» **VORGEGEBENER TEXT**
Ich glaube, seitdem haben sich die Namen der Esel nie geändert, die über der Eselstation stehen: Susi, Moritz, Lotte, Julius, Peter, Lore, Conny, Bärbel und Max. Die Tiere mögen viel gewechselt haben in diesen 100 Jahren, die Namen blieben. Vielleicht wurden sie auch einfach immer wieder gleich benannt.
Das letzte Stück, hoch zur Burg, muss man laufen, egal, ob man mit dem Auto, zu Fuss oder dem Esel anreist. Meine Must-See’s der Wartburg: die Elisabethkemenate, das Ritterbad und, an klaren Tagen, die Aussicht vom Südturm.
4. Das Eisenacher Südviertel
Steht man auf dem Südturm oben auf der Wartburg schweift der Blick über endlos grüne Wälder und, man kommt gar nicht daran vorbei, über Eisenach grossen Stolz und seine schönste Seite: das berühmte Südviertel. Deutschlands grösstes Villenviertel.
Eine bergige Angelegenheit ist der Spaziergang vorbei an all den prächtigen herrschaftlichen Villen. Kenner werden Elemente des Jugendstils, Spätklassizismus oder Historismus entdecken und die schmiedeeiserne Gartentorkunst, sofern noch vorhanden, bewundern.
Die weniger kunsthistorisch interessierten Spaziergänger staunen über die schiere Vielfalt der Villen mit meist grandioser Aussicht in Richtung Wartburg oder zum Burschenschaftsdenkmal.
5. Eisenachs kulinarische Handwerkskunst
Nach soviel Kultur, Geschichte und Architektur ist es Zeit, sich zu stärken.
Eisenach hat noch immer eine bewundernswerte Dichte an traditionellen Bäcker- und Fleischerbetrieben in Familienhand. Wir sagen wirklich Fleischer, nicht Metzger.
In manchen Geschäften steht die Kundschaft auch heute noch so an, dass die Warteschlange sich bis vor den Laden zieht. Augen offen lassen und dann immer der Nase vertrauen – man kommt an diesen Läden gar nicht vorbei.
Eines darf dann natürlich nicht fehlen: eine echte Thüringer Rostbratwurst zu probieren. Echt nur echt, wenn sie vom einheimischen Fleischer kommt und auf dem Holzkohlegrill gebraten ist. Ein Thüringer isst seine Bratwurst immer mit Senf, nicht mit Ketchup.

» **GEZEIGTE EINTRÄGE**
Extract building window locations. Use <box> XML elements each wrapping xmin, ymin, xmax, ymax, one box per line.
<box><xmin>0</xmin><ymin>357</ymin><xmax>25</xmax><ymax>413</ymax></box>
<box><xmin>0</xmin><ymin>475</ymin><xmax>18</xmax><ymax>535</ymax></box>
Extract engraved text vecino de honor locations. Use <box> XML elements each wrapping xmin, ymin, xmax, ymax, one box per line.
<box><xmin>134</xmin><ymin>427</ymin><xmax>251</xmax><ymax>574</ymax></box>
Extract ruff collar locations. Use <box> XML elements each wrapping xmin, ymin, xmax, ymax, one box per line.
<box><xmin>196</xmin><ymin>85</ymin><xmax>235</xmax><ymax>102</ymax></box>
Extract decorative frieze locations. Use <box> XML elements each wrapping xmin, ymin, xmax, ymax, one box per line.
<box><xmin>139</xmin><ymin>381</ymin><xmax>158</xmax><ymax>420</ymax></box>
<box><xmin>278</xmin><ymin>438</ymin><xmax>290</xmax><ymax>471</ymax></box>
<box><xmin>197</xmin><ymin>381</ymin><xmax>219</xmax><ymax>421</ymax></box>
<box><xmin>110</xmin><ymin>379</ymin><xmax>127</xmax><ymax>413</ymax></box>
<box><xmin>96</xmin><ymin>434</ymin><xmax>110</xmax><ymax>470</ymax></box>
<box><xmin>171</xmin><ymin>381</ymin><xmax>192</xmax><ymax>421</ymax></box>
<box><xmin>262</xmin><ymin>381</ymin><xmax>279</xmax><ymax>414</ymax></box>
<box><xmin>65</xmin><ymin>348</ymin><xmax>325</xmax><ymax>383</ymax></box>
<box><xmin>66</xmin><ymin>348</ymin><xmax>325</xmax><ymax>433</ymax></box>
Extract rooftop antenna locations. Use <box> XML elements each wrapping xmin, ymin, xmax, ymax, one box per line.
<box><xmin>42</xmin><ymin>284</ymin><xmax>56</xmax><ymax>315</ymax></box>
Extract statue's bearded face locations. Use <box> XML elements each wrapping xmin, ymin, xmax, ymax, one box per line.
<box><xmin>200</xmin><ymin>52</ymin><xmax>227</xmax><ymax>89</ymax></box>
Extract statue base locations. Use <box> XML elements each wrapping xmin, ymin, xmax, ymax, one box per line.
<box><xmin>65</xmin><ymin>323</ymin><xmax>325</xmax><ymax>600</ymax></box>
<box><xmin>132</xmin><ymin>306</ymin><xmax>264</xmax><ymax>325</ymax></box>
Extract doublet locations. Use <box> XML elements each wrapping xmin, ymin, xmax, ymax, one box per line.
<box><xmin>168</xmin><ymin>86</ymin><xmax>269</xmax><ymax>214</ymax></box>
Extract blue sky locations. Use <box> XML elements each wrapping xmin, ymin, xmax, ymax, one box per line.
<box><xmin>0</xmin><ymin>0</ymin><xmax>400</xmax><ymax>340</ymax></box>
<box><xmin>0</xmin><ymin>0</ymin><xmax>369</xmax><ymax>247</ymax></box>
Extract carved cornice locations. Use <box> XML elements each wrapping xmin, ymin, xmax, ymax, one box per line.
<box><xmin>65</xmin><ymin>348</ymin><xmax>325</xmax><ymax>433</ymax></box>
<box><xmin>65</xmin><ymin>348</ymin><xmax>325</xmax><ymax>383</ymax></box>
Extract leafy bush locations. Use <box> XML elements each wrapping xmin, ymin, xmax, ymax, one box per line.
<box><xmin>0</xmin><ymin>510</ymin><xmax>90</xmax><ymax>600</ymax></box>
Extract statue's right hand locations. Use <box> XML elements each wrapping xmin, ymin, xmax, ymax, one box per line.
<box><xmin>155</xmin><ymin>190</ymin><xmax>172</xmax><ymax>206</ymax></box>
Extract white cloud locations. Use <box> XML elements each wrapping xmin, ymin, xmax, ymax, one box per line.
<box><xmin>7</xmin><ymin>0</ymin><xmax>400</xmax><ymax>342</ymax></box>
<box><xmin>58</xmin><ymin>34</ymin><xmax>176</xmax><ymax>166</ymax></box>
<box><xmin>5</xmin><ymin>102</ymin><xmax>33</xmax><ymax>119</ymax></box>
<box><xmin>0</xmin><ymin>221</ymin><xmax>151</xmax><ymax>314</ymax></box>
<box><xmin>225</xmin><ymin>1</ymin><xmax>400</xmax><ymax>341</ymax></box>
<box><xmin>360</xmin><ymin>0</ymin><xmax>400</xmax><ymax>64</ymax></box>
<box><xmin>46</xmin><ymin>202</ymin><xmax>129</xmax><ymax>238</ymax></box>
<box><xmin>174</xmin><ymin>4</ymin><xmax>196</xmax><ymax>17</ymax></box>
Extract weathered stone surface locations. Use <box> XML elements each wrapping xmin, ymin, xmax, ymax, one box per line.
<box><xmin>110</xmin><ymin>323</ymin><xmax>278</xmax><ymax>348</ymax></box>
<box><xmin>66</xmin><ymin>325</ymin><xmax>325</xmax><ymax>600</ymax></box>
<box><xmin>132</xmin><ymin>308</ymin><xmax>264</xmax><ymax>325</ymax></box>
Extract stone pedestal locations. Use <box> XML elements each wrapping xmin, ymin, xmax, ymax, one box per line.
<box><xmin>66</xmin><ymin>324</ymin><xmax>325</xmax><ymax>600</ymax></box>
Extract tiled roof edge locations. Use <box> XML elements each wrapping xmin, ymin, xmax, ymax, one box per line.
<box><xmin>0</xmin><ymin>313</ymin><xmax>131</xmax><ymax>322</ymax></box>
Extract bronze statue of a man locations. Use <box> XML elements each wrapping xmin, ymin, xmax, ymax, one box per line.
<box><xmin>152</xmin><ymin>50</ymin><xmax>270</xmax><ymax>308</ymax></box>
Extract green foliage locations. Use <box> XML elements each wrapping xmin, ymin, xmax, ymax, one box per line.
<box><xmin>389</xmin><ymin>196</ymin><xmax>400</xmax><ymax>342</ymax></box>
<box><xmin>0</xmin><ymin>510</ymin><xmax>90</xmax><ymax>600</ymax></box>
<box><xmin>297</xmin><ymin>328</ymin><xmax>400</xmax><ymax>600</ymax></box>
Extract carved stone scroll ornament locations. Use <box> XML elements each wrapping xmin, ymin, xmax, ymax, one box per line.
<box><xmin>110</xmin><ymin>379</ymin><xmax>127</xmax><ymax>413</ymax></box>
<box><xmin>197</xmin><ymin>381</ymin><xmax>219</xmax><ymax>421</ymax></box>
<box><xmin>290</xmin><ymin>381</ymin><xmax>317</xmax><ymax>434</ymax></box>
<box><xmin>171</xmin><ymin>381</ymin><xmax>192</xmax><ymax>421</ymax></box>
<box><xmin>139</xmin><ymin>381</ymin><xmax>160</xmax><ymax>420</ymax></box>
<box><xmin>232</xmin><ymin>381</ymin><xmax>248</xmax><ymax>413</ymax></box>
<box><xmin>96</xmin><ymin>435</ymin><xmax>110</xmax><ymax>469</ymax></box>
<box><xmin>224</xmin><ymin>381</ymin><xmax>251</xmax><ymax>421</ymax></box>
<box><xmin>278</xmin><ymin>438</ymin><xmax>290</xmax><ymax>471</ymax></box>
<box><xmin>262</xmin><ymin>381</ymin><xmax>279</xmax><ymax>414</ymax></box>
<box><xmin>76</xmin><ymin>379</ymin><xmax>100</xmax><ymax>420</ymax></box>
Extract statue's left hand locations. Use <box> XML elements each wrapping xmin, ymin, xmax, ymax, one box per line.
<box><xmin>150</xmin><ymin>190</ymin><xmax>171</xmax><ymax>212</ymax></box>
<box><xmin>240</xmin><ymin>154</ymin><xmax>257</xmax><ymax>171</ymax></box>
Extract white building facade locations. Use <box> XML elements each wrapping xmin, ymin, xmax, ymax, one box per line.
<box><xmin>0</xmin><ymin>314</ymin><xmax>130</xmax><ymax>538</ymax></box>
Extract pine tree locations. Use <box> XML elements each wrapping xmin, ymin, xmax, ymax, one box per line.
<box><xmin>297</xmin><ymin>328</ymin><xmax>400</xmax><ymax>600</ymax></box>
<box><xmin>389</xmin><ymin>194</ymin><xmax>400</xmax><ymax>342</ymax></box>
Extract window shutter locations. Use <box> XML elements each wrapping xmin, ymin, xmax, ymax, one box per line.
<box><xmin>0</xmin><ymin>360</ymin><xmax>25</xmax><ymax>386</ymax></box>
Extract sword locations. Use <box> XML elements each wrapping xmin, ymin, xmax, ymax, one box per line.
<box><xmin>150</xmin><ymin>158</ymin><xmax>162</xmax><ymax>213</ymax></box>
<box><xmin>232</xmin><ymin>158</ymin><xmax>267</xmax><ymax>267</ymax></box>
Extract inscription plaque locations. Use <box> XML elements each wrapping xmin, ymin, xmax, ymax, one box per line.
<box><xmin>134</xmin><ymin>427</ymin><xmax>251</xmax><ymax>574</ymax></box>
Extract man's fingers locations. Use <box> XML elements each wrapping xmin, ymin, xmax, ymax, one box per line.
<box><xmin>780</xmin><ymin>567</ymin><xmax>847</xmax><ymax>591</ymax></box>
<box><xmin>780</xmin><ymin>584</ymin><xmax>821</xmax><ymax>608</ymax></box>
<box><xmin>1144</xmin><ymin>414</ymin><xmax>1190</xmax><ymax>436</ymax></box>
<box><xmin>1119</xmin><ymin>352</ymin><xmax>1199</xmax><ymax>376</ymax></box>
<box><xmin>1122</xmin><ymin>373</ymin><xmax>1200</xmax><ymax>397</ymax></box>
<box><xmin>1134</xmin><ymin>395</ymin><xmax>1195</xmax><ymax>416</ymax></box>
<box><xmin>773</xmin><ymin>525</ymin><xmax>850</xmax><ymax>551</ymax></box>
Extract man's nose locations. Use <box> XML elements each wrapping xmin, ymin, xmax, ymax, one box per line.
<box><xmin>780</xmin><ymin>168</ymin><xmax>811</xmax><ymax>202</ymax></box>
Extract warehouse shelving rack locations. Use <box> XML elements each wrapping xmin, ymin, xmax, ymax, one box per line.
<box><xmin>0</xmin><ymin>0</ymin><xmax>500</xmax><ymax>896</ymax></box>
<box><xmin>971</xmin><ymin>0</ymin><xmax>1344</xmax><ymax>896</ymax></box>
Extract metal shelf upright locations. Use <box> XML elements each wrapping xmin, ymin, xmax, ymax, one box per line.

» **ZU LÖSENDE AUFGABEN**
[1] Schreiben Sie aus dem Text über Eisenach den Abschnitt von „Eine bergige Angelegenheit“ bis einschließlich „oder zum Burschenschaftsdenkmal.“ wortgetreu ab.
[2] Womit isst ein Thüringer laut dem Text über Eisenach seine Bratwurst?
[3] Führen Sie den Text über Eisenach nach seinem letzten Satz weiter.

» **ANTWORTEN JE AUFGABE**
[1]
Eine bergige Angelegenheit ist der Spaziergang vorbei an all den prächtigen herrschaftlichen Villen. Kenner werden Elemente des Jugendstils, Spätklassizismus oder Historismus entdecken und die schmiedeeiserne Gartentorkunst, sofern noch vorhanden, bewundern.
Die weniger kunsthistorisch interessierten Spaziergänger staunen über die schiere Vielfalt der Villen mit meist grandioser Aussicht in Richtung Wartburg oder zum Burschenschaftsdenkmal.

[2] Immer mit Senf, nicht mit Ketchup.

[3]
Egal wo ich heute lebe, ob jetzt in Zürich oder vorher in Frankfurt am Main, immer noch bringe ich nach jedem Besuch in Eisenach viele Thüringer Rostbratwürste mit – nicht für mich, sondern vor allem für meine Freunde, die die würzigen Bratwürste auch lieben gelernt haben. Eine Geschäftsidee?
Für die süße Pause geht man in “Die Manufaktur” am Markt. Das biologisch hergestellte selbstgemachte Eis ist einfach eine Wucht.
Die besten Tapas, Steaks und Weine gibt es in der „Weinwirtschaft Leander“ am Karlsplatz. Hier unbedingt, aus Loyalitätsgründen, den ThSV-Cocktail probieren: eine nicht zu unterschätzende Mischung aus Bacardi, Wodka, Blue Curacao, Maracuja und Ananas.
Und mit ein bisschen Glück sitzt am Nebentisch einer der Hauptdarsteller von “Familie Dr. Kleist”. Ich spreche aus eigener Erfahrung.
In dieser Stimmung dann zum Handballspiel gehen und Live-Atmosphäre spüren. Wenn der ThSV mal gewinnt, schwappt das lauthals gesungene Rennsteiglied durch die Halle. Ein Erlebnis der besonderen Art.
6. Gut Ei & Kikeriki!
In Eisenach wird auch eines der grössten Frühlingsfeste Deutschlands, der Sommergewinn, gefeiert. Eine Tradition seit dem 15. Jahrhunderts, hat dieser Brauch auch die turbulenten neuen Zeiten überlebt.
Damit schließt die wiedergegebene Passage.